Als vor einigen Wochen die Karte mit den Vorranggebieten, also jenen Flecken auf der Landkarte, auf denen die Nutzung von Windenergie theoretisch möglich wäre, veröffentlicht wurde, begann überall in der Region das große Augenreiben. Obwohl die Debatte um die Windenergie in Baden-Württemberg schon viele Jahre alt ist, öffentlich und transparent geführt wurde, konnte man sich nun das erste Mal konkret vor Augen führen, wo die wahlweise erwünschten oder verabscheuten Windräder eventuell einmal stehen könnten.

Zwei Missverständnisse schon fast epochaler Natur beeinflussen seither im negativen Sinne die Debatte. Zum einen glauben viele, dort wo auf der Karte die entsprechend schraffierten Flächen mit den Vorranggebieten eingezeichnet sind, werden am Ende auch Windräder errichtet. Um es kurz zu machen – das ist falsch. Es sind mögliche Standorte, nur an einem Bruchteil davon werden am Ende auch entsprechende Anlagen gebaut. Das zweite eklatante Missverständnis liegt in der Frage der Verantwortung beziehungsweise der Zuständigkeit. Viele Menschen glauben, die eigene Stadt beziehungsweise die eigene Gemeinde ist für die Ausweisung der Flächen verantwortlich, doch auch das ist nicht wahr. Die Umsetzung liegt alleine in der Hand des Regionalverbands Mittlerer Oberrhein. Gestützt durch das Landesplanungsgesetz hat nur er den Planungsauftrag und die Hoheit in dieser Angelegenheit. Das konkrete, durch den Gesetzgeber vorgegebene Ziel: 1,8 Prozent der Regionsfläche müssen als Vorranggebiete für die Windenergienutzung ausgewiesen werden. That’s the law, wie die Jungs der Boyband Take6 mal gesungen haben.

Das Thema kocht deswegen gerade in vielen Kommunen derart hoch, weil es an den jeweiligen Gemeinderäten als Gremium ist, zu den vom Regionalverband ausgewiesenen Vorranggebieten Stellung zu beziehen. Die entsprechende Deadline dafür ist im Mai, aus diesem Grund wird das Thema derzeit in den Räten heiß diskutiert. Das Fazit nach den Sitzungen könnte dabei unterschiedlicher nicht ausfallen, variiert von Gemeinde zu Gemeinde, von Stadt zu Stadt. Manche akzeptieren die ausgewiesenen Gebiete, versuchen durch entsprechende Eingaben lediglich die jeweiligen eigenen Präferenzen hervorzuheben, andere wiederum lehnen die bisherigen Planungen des RVMO in Gänze ab.

▸ **DATENAUFLISTUNG**:
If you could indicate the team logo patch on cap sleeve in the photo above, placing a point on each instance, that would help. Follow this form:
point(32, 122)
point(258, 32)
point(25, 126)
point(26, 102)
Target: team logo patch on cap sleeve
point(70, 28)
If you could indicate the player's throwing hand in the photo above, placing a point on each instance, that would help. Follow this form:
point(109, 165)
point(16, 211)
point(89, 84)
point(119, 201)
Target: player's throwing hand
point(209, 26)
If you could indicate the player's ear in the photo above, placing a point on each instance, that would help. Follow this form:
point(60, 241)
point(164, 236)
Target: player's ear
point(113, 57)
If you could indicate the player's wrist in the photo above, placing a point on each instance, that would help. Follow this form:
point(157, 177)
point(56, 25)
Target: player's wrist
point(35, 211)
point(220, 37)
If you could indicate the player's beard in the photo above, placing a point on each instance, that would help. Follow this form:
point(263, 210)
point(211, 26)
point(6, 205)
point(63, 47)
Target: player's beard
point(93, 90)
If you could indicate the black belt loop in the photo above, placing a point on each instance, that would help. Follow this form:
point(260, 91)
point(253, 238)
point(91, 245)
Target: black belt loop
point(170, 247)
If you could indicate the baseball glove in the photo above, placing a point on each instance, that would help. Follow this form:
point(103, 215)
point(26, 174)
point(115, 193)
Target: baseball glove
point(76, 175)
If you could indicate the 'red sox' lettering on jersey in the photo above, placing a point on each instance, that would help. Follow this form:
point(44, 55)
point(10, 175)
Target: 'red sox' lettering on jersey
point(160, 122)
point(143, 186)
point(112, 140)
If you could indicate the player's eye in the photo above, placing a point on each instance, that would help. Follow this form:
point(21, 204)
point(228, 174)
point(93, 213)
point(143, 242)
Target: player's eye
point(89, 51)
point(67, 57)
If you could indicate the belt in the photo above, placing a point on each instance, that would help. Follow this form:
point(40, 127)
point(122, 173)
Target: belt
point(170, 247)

▸ **AUFGABENZIEL**:
Beantworten Sie anhand des Textes zur Windenergieplanung:
(a) Welcher Anteil der Regionsfläche muss als Vorranggebiet für die Windenergienutzung ausgewiesen werden?
(b) Wer ist allein für die Umsetzung der Ausweisung zuständig?
(c) In welchem Monat endet die Frist für die Stellungnahmen der Gemeinderäte?
Maßgeblich ist ausschließlich der Text zur Windenergieplanung.

▸ **KORREKTES ERGEBNIS**:
(a) 1,8 Prozent
(b) Der Regionalverband Mittlerer Oberrhein
(c) Im Mai